▶ **AIM OF THE EXERCISE**:
List each line of the records that contains the word "bare", copying those lines in full and treating uppercase and lowercase letters as different.
──────── DATA EXTRACT
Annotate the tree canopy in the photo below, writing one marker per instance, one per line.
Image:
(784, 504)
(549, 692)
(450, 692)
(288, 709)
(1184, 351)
────────────────
──────── DATA EXTRACT
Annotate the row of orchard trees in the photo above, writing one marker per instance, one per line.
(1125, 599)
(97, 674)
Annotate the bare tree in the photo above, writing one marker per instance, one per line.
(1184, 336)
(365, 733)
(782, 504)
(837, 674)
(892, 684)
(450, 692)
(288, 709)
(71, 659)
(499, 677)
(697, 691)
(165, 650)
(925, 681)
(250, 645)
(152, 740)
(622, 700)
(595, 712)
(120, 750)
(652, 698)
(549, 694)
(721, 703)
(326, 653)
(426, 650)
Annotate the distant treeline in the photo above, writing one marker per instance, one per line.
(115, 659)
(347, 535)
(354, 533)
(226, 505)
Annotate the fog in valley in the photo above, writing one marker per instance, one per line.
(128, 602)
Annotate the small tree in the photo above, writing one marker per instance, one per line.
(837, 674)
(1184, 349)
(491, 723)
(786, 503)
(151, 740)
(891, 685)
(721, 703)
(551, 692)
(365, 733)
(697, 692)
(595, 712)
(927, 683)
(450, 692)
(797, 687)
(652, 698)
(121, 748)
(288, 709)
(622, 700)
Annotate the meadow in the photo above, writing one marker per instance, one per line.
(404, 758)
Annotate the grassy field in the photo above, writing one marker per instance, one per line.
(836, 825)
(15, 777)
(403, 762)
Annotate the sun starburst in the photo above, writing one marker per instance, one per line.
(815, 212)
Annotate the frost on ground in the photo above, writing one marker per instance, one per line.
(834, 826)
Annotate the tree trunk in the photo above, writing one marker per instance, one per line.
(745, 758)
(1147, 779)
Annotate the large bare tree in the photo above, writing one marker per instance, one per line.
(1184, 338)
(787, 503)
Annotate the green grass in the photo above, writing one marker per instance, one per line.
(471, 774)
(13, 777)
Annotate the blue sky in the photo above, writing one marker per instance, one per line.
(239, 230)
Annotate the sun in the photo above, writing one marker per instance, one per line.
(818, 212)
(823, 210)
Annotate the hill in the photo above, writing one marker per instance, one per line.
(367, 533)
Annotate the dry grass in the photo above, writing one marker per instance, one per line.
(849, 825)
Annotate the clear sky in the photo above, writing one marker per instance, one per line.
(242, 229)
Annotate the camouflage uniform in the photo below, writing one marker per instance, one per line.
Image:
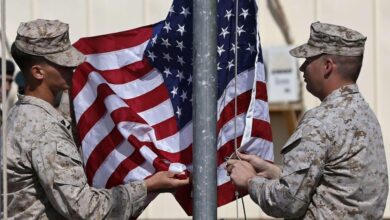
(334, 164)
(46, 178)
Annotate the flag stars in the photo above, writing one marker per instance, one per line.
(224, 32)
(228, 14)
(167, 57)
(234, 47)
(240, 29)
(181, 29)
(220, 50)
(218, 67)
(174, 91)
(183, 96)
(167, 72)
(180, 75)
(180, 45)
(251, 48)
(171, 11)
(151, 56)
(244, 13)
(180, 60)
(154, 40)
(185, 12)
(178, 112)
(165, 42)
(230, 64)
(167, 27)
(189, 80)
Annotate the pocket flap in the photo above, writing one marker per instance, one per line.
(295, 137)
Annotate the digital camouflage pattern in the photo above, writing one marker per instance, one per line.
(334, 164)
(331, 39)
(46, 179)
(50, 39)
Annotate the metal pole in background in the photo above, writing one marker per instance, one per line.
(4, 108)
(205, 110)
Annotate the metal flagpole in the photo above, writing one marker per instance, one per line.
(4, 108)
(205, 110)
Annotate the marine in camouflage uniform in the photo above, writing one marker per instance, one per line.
────────────────
▶ **THE REPLY**:
Annotate the bare tree in the photo above, writing one marker per instance, one per line.
Annotate the large bare tree in the photo above, writing one marker per instance, one per line.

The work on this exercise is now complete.